--- Solicitud 1 ---
Por favor, reproduce tal cual el texto del fragmento del documento entre "Aprendimos a leer" y "especialmente del Napoli.", ambos incluidos.
--- Solicitud 2 ---
Según el fragmento del documento, ¿por qué aprendieron a leer en italiano? Responde en una a tres oraciones.
--- Solicitud 3 ---
Enumera todos los equipos del fútbol italiano que aparecen en el fragmento del documento, sin contar el Napoli.

Aprendimos a leer en italiano gracias a esa publicación y a la necesidad de tener más de Diego, de querer estar más cerca del Napoli.
Adornábamos nuestras carpetas escolares con fotos de Guerin Sportivo, antes de “estudiar” sus páginas con muchísima más dedicación que los libros de historia y geografía. Sabíamos todo del calcio: podíamos precisar la defensa del Atalanta, decir los nombres de los 16 estadios de la Serie A, marcar al Avellino en un mapa o recordar el fixture del Empoli, el Verona o el Como. Nos transformamos en eruditos del fútbol italiano, pero especialmente del Napoli.

Aquel domingo, horas después, cada uno en la tribuna de su club de siempre, había un solo tema de conversación que sobrepasaba a Boca, Vélez o Newell’s Old Boys: Diego lo había hecho de nuevo. Así como nos había llenado de gloria en el estadio Azteca, él había llevado a la cima al humilde equipo de Nápoles para ponerlo por arriba de los poderosos del calcio. Esa victoria la sentimos como propia, como el más napolitano devoto de San Genaro. La festejamos en nuestras calles bonaerenses, como si se tratase de la Gallería Umberto I, la Via San Gregorio Armeno o la zona de Fuorigrotta, donde se alza el estadio San Paolo.

--- Extracto de datos ---

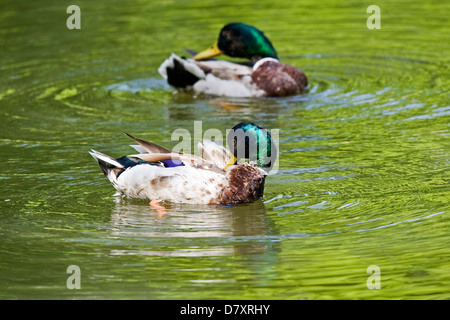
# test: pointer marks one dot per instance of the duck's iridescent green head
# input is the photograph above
(249, 141)
(242, 41)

--- Resultado 1 ---
Aprendimos a leer en italiano gracias a esa publicación y a la necesidad de tener más de Diego, de querer estar más cerca del Napoli.
Adornábamos nuestras carpetas escolares con fotos de Guerin Sportivo, antes de “estudiar” sus páginas con muchísima más dedicación que los libros de historia y geografía. Sabíamos todo del calcio: podíamos precisar la defensa del Atalanta, decir los nombres de los 16 estadios de la Serie A, marcar al Avellino en un mapa o recordar el fixture del Empoli, el Verona o el Como. Nos transformamos en eruditos del fútbol italiano, pero especialmente del Napoli.

--- Resultado 2 ---
Aprendieron a leer en italiano gracias a esa publicación y a la necesidad de tener más de Diego, de querer estar más cerca del Napoli.

--- Resultado 3 ---
- Atalanta
- Avellino
- Empoli
- Verona
- Como